● **What you will do**
Could you quote the data below word for word, leaving out the pictures?

● **Provided data**
---
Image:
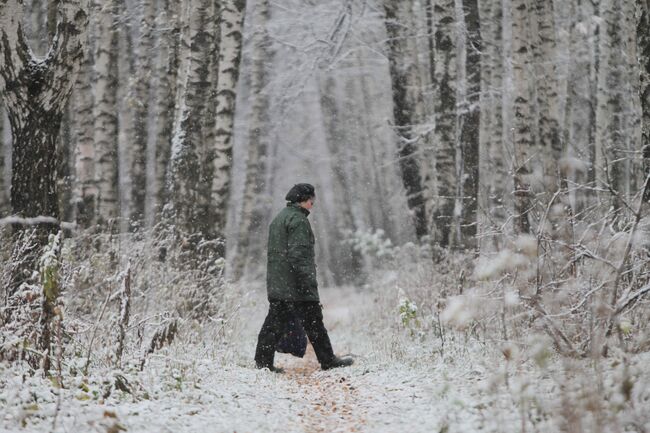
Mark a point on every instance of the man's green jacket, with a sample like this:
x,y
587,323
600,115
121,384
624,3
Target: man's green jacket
x,y
291,266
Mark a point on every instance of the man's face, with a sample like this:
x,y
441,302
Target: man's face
x,y
308,204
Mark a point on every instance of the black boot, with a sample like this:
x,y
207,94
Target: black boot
x,y
338,362
271,368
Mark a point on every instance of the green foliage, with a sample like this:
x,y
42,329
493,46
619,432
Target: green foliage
x,y
408,313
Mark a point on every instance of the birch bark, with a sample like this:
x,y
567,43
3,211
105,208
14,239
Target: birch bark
x,y
446,175
470,127
35,92
85,188
643,53
232,19
184,175
254,208
105,114
610,147
4,185
405,88
523,142
165,102
141,103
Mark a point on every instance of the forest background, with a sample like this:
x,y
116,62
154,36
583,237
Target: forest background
x,y
464,152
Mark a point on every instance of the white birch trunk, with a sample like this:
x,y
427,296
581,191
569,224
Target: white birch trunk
---
● **Answer to the task**
Image:
Mark a point on every instance of the man's green jacket, with a sample like this:
x,y
587,323
600,115
121,384
624,3
Target: man's green jacket
x,y
291,266
Mark a point on every instance of the man's face, with a sample like this:
x,y
441,302
Target: man's face
x,y
308,204
Mark a point on every instance of the black boot, with a sample like this:
x,y
207,94
Target: black boot
x,y
338,362
271,368
Mark a point on every instance of the green foliage, with a sample like this:
x,y
42,329
493,46
619,432
Target: green foliage
x,y
408,313
Mark a point on every instance of the birch bark, with a sample like this:
x,y
567,43
3,211
105,208
14,239
Target: birch bark
x,y
446,175
470,127
35,92
85,188
643,53
232,19
184,175
254,208
105,114
610,147
4,185
405,88
523,142
165,102
141,103
Mark a point on every instance of the forest background, with a sample like this:
x,y
116,62
154,36
583,237
Target: forest background
x,y
464,152
Mark a point on every instance of the white birch trunk, with a sample like this:
x,y
427,296
581,191
569,224
Target: white birch trunk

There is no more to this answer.